### Text
Because FSM reconfigures application Pods to redirect all incoming and outgoing network traffic through the proxy sidecar, httpGet and tcpSocket health probes invoked by the kubelet will fail due to the lack of any mTLS context required by the proxy.
For httpGet health probes to continue to work as expected from within the mesh, FSM adds configuration to expose the probe endpoint via the proxy and rewrites the probe definitions for new Pods to refer to the proxy-exposed endpoint. All of the functionality of the original probe is still used, FSM simply fronts it with the proxy so the kubelet can communicate with it.
Special configuration is required to support tcpSocket health probes in the mesh. Since FSM redirects all network traffic through Pipy, all ports appear open in the Pod. This causes all TCP connections routed to Pod’s injected with an Pipy sidecar to appear successful. For tcpSocket health probes to work as expected in the mesh, FSM rewrites the probes to be httpGet probes and adds an iptables command to bypass the Pipy proxy at the fsm-healthcheck exposed endpoint. The fsm-healthcheck container is added to the Pod and handles the HTTP health probe requests from kubelet. The handler gets the original TCP port from the request’s Original-Tcp-port header and attempts to open a socket on the specified port. The response status code for the httpGet probe will reflect if the TCP connection was successful.
| Probe | Path | Port |
|---|---|---|
| Liveness | /fsm-liveness-probe | 15901 |
| Readiness | /fsm-readiness-probe | 15902 |
| Startup | /fsm-startup-probe | 15903 |
| Healthcheck | /fsm-healthcheck | 15904 |
For HTTP and tcpSocket probes, the port and path are modified. For HTTPS probes, the port is modified, but the path is left unchanged.
Only predefined httpGet and tcpSocket probes are modified. If a probe is undefined, one will not be added in its place. exec probes (including those using grpc_health_probe) are never modified and will continue to function as expected as long as the command does not require network access outside of localhost.
Examples
The following examples show how FSM handles health probes for Pods in a mesh.
HTTP
Consider a Pod spec defining a container with the following livenessProbe:
livenessProbe:
httpGet:
path: /liveness
port: 14001
scheme: HTTP
When the Pod is created, FSM will modify the probe to be the following:
livenessProbe:
httpGet:
path: /fsm-liveness-probe
port: 15901
scheme: HTTP
The Pod’s proxy will contain the following Pipy configuration.
An Pipy cluster which maps to the original probe port 14001:
{
"Probes": {
"ReadinessProbes": null,
"LivenessProbes": [
{
"httpGet": {
"path": "/fsm-liveness-probe",
"port": 15901,
"scheme": "HTTP"

### To be done
1. Answer these from the health probe text:
(a) Which port is listed for the startup probe?
(b) Which probes does FSM never modify?
(c) Which header does the fsm-healthcheck handler read to get the original TCP port?
2. Rewrite the passage of the health probe text from "Special configuration is" to "connection was successful.", using "Envoy" in place of "Pipy".

### Material supplied
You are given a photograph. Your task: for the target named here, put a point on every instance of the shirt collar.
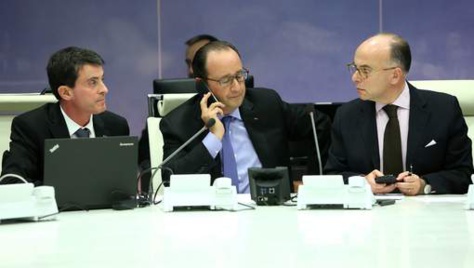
(72, 126)
(402, 101)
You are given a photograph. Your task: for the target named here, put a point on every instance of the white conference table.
(425, 231)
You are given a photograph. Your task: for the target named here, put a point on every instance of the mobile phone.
(386, 179)
(202, 89)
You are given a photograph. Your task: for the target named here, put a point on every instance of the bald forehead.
(378, 46)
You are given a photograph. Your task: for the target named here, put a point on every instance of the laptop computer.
(91, 173)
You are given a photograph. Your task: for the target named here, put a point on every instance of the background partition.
(299, 48)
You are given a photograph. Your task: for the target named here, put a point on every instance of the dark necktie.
(228, 158)
(83, 133)
(392, 143)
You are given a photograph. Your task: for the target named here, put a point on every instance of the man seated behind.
(76, 77)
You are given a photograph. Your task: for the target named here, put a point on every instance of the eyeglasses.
(226, 81)
(365, 71)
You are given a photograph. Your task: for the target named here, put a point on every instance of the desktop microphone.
(208, 125)
(310, 110)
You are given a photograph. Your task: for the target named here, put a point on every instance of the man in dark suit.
(260, 123)
(433, 151)
(76, 77)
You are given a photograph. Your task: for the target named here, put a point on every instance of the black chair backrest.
(184, 85)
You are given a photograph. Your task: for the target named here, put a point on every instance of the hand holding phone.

### Responses
1.
(a) 15903
(b) exec probes, including those using grpc_health_probe
(c) Original-Tcp-port

2.
Special configuration is required to support tcpSocket health probes in the mesh. Since FSM redirects all network traffic through Envoy, all ports appear open in the Pod. This causes all TCP connections routed to Pod’s injected with an Envoy sidecar to appear successful. For tcpSocket health probes to work as expected in the mesh, FSM rewrites the probes to be httpGet probes and adds an iptables command to bypass the Envoy proxy at the fsm-healthcheck exposed endpoint. The fsm-healthcheck container is added to the Pod and handles the HTTP health probe requests from kubelet. The handler gets the original TCP port from the request’s Original-Tcp-port header and attempts to open a socket on the specified port. The response status code for the httpGet probe will reflect if the TCP connection was successful.